● PETUNJUK LATIHAN:
1 - Menurut teks pilihan, siapa yang menulis buku "Orang Kaya di Negeri Miskin"?
2 - Tuliskan kembali sepenggal teks pilihan tanpa mengubah satu kata pun. Mulailah dari kata-kata "Gudeliva – [Aktivis", lalu berhenti setelah kata-kata "Eko Prasetyo tersebut.".

● TEKS PILIHAN:
□ □ □ □

Gudeliva – [Aktivis Sosial Gondes]
Akal sehat adalah kemuliaan manusia, dan satu-satunya senjata melawan kemelaratan, kedudukan atau hawa nafsu – Pramoedya Ananta Toer
***
Jujur saja saya agak tersinggung tatkala membaca buku lama yang berjudul “Orang Kaya di Negeri Miskin”. Di bagian akhir buku ini, ada satu paragraf yang tidak bisa saya terima dan sangat mengganggu sistem kesadaran saya.
“Tak bisa dihindari keadaan inilah yang membuat kemiskinan dengan gampang jatuh dalam limbah proyek. Si aktivisnya bertambah makmur sedang binaanya hidup dalam kemiskinan kekal”. Begitu cuplikan dalam buku yang ditulis oleh Eko Prasetyo tersebut.
Lantas, apa yang membuat saya tidak terima dengan pernyataan di buku ini. Ya karena saya bekerja di lembaga yang ngurusin orang miskin. Saya banyak membuat program bersama mereka.
Dan saya sangat tidak percaya kalau masyarakat binaan yang didampingi tersebut dikatakan semakin miskin. Karena faktanya bahwa mereka senang dan merasa terbantu dengan program-program yang di jalankan.

□ □ □ □

● DATA TERCATAT:
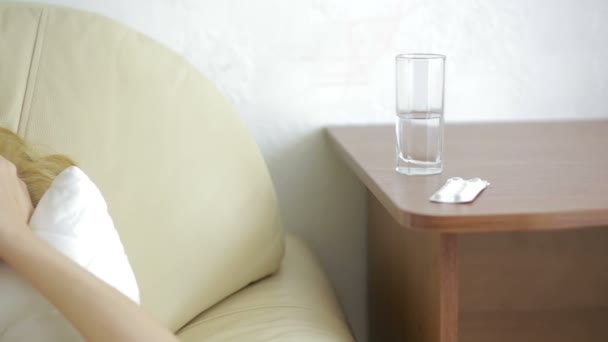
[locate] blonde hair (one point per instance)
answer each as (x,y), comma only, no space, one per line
(36,171)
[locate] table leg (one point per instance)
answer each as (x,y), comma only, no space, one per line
(413,281)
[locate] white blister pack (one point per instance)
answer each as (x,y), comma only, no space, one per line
(458,190)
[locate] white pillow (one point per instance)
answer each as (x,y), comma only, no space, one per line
(72,216)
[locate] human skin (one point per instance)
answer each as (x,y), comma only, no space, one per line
(98,311)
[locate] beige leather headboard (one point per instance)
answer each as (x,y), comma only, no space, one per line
(185,183)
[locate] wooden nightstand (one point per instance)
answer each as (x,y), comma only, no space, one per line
(514,265)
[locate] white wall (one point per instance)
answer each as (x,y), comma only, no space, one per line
(293,67)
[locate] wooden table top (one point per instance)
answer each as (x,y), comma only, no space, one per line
(543,175)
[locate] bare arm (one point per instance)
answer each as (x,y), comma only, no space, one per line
(95,309)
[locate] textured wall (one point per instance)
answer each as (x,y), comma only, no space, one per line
(293,67)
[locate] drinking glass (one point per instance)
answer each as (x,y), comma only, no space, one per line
(419,103)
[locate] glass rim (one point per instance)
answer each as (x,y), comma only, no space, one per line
(420,56)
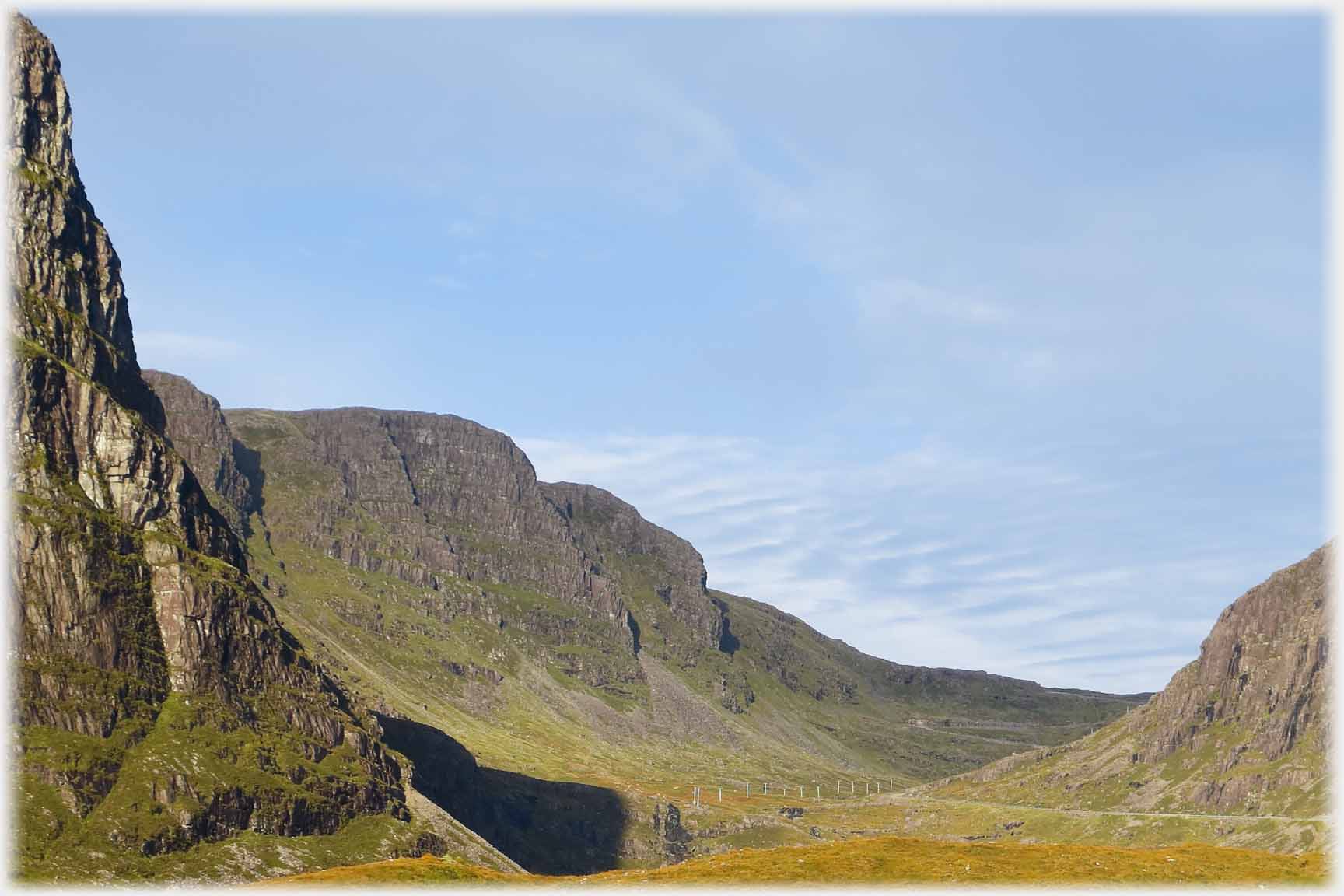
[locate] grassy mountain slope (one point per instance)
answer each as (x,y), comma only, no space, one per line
(1238,733)
(170,726)
(555,633)
(894,860)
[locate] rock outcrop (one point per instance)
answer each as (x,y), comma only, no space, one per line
(199,433)
(1242,730)
(605,526)
(143,645)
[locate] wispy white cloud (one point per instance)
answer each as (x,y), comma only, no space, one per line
(156,345)
(908,558)
(886,301)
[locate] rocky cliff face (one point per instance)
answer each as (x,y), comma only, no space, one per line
(160,703)
(430,537)
(607,527)
(1244,728)
(201,436)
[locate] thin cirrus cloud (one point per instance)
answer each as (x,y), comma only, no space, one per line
(167,347)
(905,559)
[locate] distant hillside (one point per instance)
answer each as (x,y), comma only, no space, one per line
(554,632)
(1241,731)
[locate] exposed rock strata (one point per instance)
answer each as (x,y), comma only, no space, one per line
(1244,728)
(131,590)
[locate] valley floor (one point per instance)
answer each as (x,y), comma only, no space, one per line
(894,860)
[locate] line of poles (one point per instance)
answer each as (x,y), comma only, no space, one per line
(786,790)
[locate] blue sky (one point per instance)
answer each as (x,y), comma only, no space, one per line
(989,343)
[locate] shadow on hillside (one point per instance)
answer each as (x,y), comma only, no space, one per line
(546,827)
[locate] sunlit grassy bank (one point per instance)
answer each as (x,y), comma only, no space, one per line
(895,860)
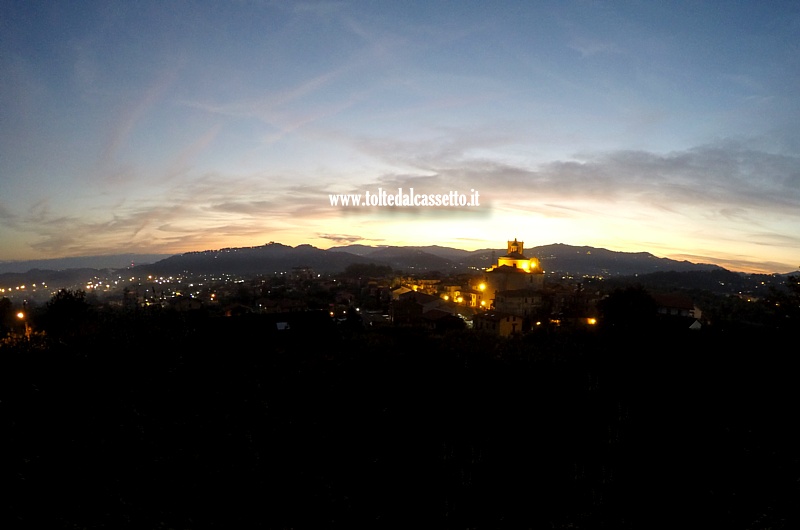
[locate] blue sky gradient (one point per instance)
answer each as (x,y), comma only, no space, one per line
(165,127)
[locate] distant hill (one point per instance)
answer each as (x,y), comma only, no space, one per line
(276,258)
(560,258)
(267,259)
(114,261)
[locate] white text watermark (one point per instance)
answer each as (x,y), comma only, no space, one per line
(451,199)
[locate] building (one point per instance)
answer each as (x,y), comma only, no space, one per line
(498,323)
(513,271)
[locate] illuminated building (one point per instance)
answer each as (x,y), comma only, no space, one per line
(513,271)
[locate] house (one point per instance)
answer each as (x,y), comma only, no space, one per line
(498,323)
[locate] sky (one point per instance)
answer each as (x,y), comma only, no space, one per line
(168,127)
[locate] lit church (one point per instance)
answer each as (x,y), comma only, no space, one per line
(514,271)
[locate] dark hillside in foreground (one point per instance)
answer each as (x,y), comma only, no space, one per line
(180,421)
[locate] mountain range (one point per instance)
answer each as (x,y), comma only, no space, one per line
(276,257)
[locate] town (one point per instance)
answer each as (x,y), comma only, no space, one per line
(369,398)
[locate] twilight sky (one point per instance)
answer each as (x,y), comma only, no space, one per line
(166,127)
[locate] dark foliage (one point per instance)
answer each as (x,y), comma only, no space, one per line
(175,420)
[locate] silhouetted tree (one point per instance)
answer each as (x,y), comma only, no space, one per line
(67,315)
(628,308)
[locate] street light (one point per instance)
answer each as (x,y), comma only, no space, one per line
(21,316)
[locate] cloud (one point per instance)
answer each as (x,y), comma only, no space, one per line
(342,238)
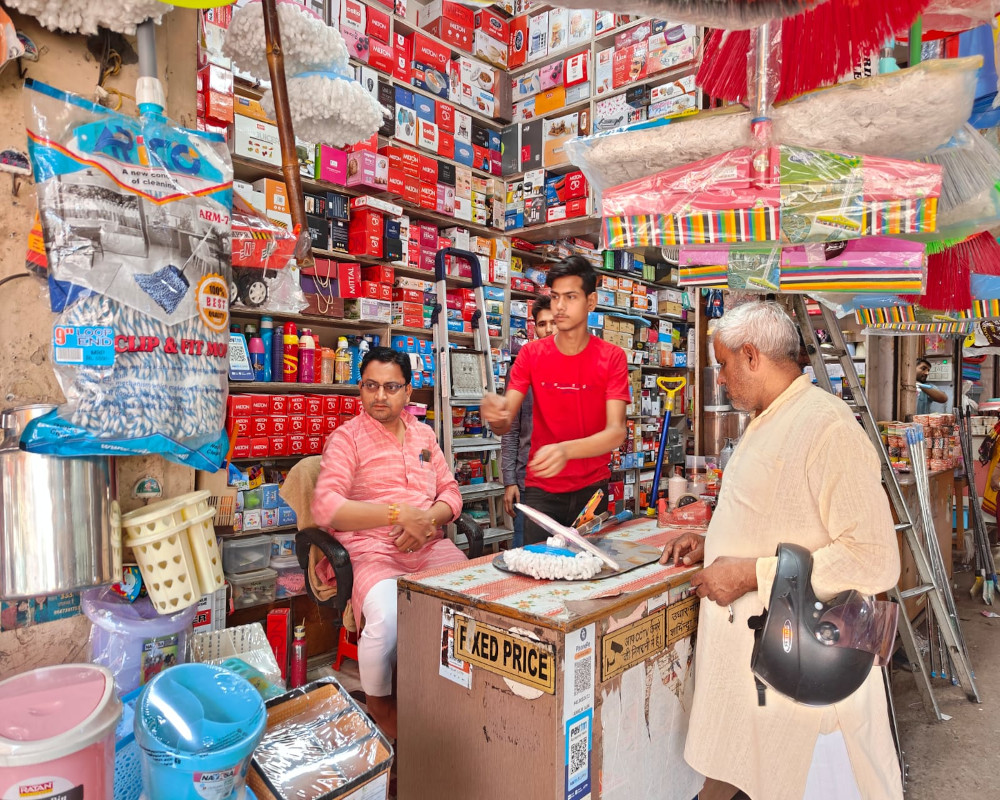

□ □ □ □

● PEMBAHASAN JAWABAN:
1 - Eko Prasetyo.

2 -
Gudeliva – [Aktivis Sosial Gondes]
Akal sehat adalah kemuliaan manusia, dan satu-satunya senjata melawan kemelaratan, kedudukan atau hawa nafsu – Pramoedya Ananta Toer
***
Jujur saja saya agak tersinggung tatkala membaca buku lama yang berjudul “Orang Kaya di Negeri Miskin”. Di bagian akhir buku ini, ada satu paragraf yang tidak bisa saya terima dan sangat mengganggu sistem kesadaran saya.
“Tak bisa dihindari keadaan inilah yang membuat kemiskinan dengan gampang jatuh dalam limbah proyek. Si aktivisnya bertambah makmur sedang binaanya hidup dalam kemiskinan kekal”. Begitu cuplikan dalam buku yang ditulis oleh Eko Prasetyo tersebut.